Demo: Neural Networks and VAEs

Demo: Neural Networks and VAEs#

In this notebook, we will explore automatic differentiation, neural networks, and amortized variational inference. PyTorch makes it easy to construct such networks and train them with backpropagation. We’ll give you a few examples to help get you started.

import matplotlib.pyplot as plt
import seaborn as sns
import torch
import torch.nn as nn
import torch.nn.functional as F

from torch.distributions import Normal
from torch.distributions.kl import kl_divergence
from torch.utils.data import DataLoader

torch.manual_seed(305)
sns.set_context("notebook")

Part 1: Regression with Deep Neural Networks#

We’ll start off with a simple regressoin problem: train a neural network to approximate the function \(f(x) = \sin(x)\). We’ll give the network lots of noisy observations \((x_n, y_n)\) where \(y_n \sim \mathcal{N}(f(x_n), \sigma^2)\). We’ll use a simple feedforward network and train it with SGD.

Simulate data#

# Construct the dataset
torch.manual_seed(0)
N = 10000
sigma = 0.1
xs = torch.randn(N)
ys = torch.sin(xs) + sigma * torch.randn(N)

x_grid = torch.linspace(-3, 3, 50)
plt.plot(xs, ys, 'k.', alpha=0.1)
plt.plot(x_grid, torch.sin(x_grid), lw=3)

Construct a feedforward neural network#

This code implements a simple feedforward neural network class that inherits from nn.Module. Modules implement a forward function that maps inputs to outputs. The class variables (self.fc1 and self.fc2 are Modules themselves, each with their own parameters. When it comes to training the network, we can use the parameters() function to get the list of trainable parameters - this function introspects on each of the class variables and extracts the parameters associated with each layer.

Note: for simple networks like this one, PyTorch offers a nn.Sequential object that saves you a few lines of code. Here we’ve built the module from scratch to show the more general approach. We’ll extend this module in Part 2.

class SimpleNet(nn.Module):
    """A simple feedforward neural network
    """

    def __init__(self, layer_size=20):
        super().__init__()
        
        # Construct linear "fully connected" (fc) layers
        self.fc1 = nn.Linear(in_features=1, out_features=layer_size)
        self.fc2 = nn.Linear(in_features=layer_size, out_features=1)

    def forward(self, x):
        """ Implements the forward pass of the network.

        Args:
            x: torch.tensor of shape (N,)
        Returns:
            z: torch.tensor of shape (N,) containing the logits
        """
        # Note we have to unsqueeze the inputs to make them explicitly 1D
        h1 = F.relu(self.fc1(x.unsqueeze(1)))
        # Note we have to squeeze the outputs to make them explicitly 0D
        preds = self.fc2(h1).squeeze(1)
== == ==
- WRITTEN TASKS -
1. Please rewrite the paragraph of the neural network demo that begins "This code implements a simple feedforward" as a brief list that keeps its main facts.
2. Pick up the neural network demo right after its last line and keep writing it.

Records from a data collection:
== == ==
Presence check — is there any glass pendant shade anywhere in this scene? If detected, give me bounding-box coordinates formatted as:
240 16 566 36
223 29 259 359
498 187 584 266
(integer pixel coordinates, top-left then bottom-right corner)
== == ==
- RESPONSE LIST -
1.
- The code defines a simple feedforward neural network class that inherits from nn.Module.
- Modules implement a forward function that maps inputs to outputs.
- The class variables self.fc1 and self.fc2 are Modules themselves, each with its own parameters.
- For training, the parameters() function gives the list of trainable parameters by introspecting on each class variable and extracting the parameters of each layer.

2.
        return preds

# Construct an instance of the model. It will be given with random weights 
# per PyTorch's default initialization strategy.
model = SimpleNet()

Plot the predictions of the randomly initialized model#

plt.plot(x_grid, torch.sin(x_grid), lw=3, label="true f(x)")
plt.plot(x_grid, model.forward(x_grid).detach(), label="model $\hat{f}(x)$") 
plt.xlabel("x")
plt.ylabel("y")
plt.legend()

Optimize the model parameters to maximize the likelihood#

The log likelihood in this model is,

\[\begin{split} \begin{align} \log p(\mathbf{y} \mid \mathbf{x}, \theta, \sigma^2) &= \sum_{n=1}^N \log \mathcal{N}(y_n \mid f(x_n; \theta), \sigma^2) \\ &= -\frac{1}{2\sigma^2} \sum_{n=1}^N \| y_n - f(x_n; \theta) \|_2^2 + c \end{align} \end{split}\]

where \(f: \mathbb{R} \mapsto \mathbb{R}\) is a neural network with parameters \(\theta\).

Maximizing the log likelihood is equivalent to minimizing the mean squared error,

\[ \begin{align} \mathcal{L}(\theta) &= \frac{1}{N} \sum_{n=1}^N \| y_n - f(x_n; \theta) \|_2^2 \end{align} \]

The code below minimizes this objective using Adam, a stochastic optimization algorithm.

# Next we define a loss function to minimize. In our case, we want this 
# to be related to the log likelihood of ys given xs, which is proportional
# to the mean squared error of the predictions.
loss_fn = torch.nn.MSELoss(reduction='mean')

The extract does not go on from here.